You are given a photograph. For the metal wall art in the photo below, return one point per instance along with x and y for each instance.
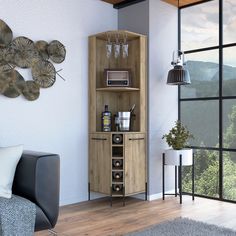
(22, 52)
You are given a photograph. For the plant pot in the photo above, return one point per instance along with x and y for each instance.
(172, 157)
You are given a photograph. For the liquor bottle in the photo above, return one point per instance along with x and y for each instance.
(117, 163)
(117, 138)
(117, 175)
(117, 187)
(106, 120)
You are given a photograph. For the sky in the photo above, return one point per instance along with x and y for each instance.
(200, 29)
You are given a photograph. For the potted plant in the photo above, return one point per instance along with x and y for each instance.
(177, 139)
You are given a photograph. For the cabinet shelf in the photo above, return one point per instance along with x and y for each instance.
(117, 89)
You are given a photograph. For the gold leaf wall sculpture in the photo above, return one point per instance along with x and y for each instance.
(22, 52)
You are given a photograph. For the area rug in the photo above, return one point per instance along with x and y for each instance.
(184, 227)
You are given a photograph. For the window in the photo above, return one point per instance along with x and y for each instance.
(208, 105)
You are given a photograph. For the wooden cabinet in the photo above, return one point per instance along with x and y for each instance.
(130, 176)
(99, 163)
(135, 163)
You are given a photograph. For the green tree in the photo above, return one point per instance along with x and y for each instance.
(207, 167)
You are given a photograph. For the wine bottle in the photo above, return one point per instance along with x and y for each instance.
(106, 120)
(117, 138)
(117, 187)
(117, 175)
(117, 163)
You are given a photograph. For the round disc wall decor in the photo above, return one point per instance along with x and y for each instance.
(41, 47)
(25, 52)
(4, 68)
(11, 83)
(44, 73)
(31, 90)
(56, 51)
(6, 34)
(7, 55)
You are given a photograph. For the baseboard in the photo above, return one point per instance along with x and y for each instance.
(158, 195)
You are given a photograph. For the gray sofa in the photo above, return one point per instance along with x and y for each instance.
-----
● PROBLEM TO SOLVE:
The answer consists of the line holding "You are given a photograph. For the gold" and every line after it up to the end of the records, word for word.

● TASK RESULT:
You are given a photograph. For the gold leaf wall sculpture in the photo above, return one point per instance along with x and y for each instance.
(22, 52)
You are given a photograph. For the area rug in the photo above, return one point per instance along with x and y for each instance.
(184, 227)
You are given a photograph. For the window in the photo above, return one point per instance along with x and y for each instance.
(208, 105)
You are given a photograph. For the wooden cabinet in the photo above, return one point per instance along with x and y for each instance.
(130, 176)
(99, 163)
(135, 163)
You are given a photograph. For the green tree in the photo above, return one point per instance along with x and y for each instance.
(207, 167)
You are given a photograph. For the wine bottle in the photo above, return one point per instance along with x and y for each instance.
(106, 120)
(117, 138)
(117, 187)
(117, 175)
(117, 163)
You are given a photograph. For the round disc wall decor in the photo above, return one point per instance along with x and y for each instance.
(41, 47)
(25, 52)
(4, 68)
(11, 83)
(44, 73)
(31, 90)
(56, 51)
(6, 34)
(7, 55)
You are given a photograph. For the baseboard in the photo above, return one point per instance along with x and y for each instance.
(158, 195)
You are given a photograph. For the gray sofa in the photo above, return one point per instance along with x and y for each instance.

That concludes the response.